--- GIVEN REQUEST ---
Find every line in the material below that contains the string "call" and copy each one out. Case matters, so match uppercase and lowercase exactly.

=======

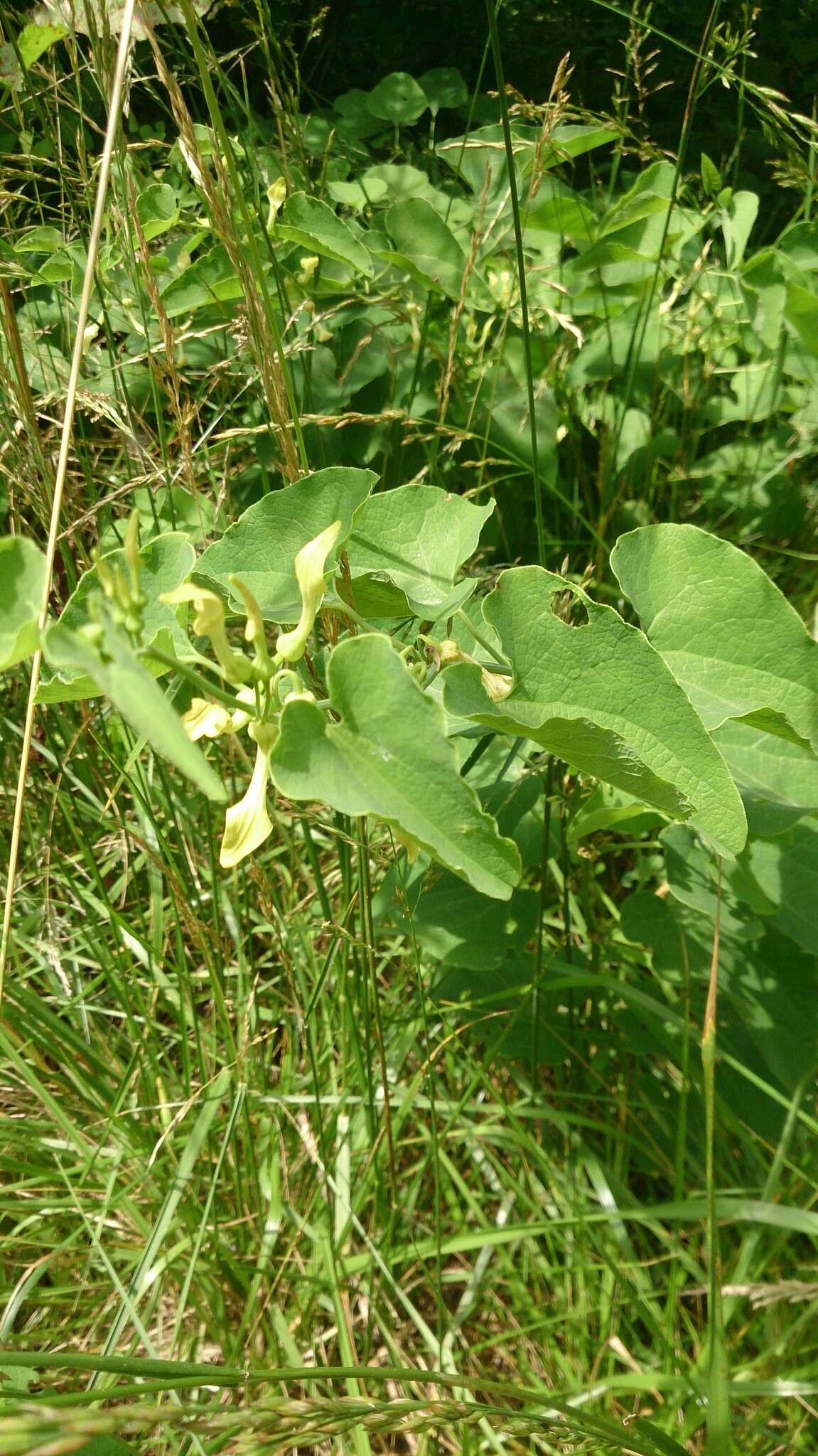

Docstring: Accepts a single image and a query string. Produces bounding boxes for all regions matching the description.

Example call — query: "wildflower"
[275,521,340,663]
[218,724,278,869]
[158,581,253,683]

=======

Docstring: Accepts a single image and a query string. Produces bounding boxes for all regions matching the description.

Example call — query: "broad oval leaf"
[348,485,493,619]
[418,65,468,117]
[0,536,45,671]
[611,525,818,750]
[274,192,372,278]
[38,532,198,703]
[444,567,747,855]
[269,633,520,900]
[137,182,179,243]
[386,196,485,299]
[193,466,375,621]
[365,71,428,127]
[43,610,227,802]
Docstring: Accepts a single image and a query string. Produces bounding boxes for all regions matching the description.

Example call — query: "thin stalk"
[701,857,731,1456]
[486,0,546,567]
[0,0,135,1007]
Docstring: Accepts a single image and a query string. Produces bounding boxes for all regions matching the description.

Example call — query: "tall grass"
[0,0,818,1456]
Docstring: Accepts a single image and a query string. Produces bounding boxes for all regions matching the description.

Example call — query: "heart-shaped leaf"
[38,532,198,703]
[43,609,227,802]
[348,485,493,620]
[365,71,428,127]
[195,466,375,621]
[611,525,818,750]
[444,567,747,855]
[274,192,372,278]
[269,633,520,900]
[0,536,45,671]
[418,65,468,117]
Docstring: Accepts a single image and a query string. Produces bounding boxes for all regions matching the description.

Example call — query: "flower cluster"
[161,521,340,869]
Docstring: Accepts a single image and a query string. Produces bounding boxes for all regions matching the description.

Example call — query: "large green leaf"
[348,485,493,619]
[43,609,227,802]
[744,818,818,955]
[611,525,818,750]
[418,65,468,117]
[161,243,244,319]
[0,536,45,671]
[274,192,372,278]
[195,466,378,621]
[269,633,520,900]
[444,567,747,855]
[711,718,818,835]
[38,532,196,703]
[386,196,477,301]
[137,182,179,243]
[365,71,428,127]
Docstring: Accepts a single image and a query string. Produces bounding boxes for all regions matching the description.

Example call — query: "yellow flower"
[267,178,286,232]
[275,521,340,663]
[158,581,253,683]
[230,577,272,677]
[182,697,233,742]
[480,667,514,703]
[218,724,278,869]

=======

--- RESULT BELOW ---
Example call — query: "wildflower"
Example call — query: "broad oval leaf"
Example call — query: "thin stalk"
Example call — query: "tall grass"
Example call — query: "heart-shaped leaf"
Example call — query: "flower cluster"
Example call — query: "large green leaf"
Example call — query: "yellow flower"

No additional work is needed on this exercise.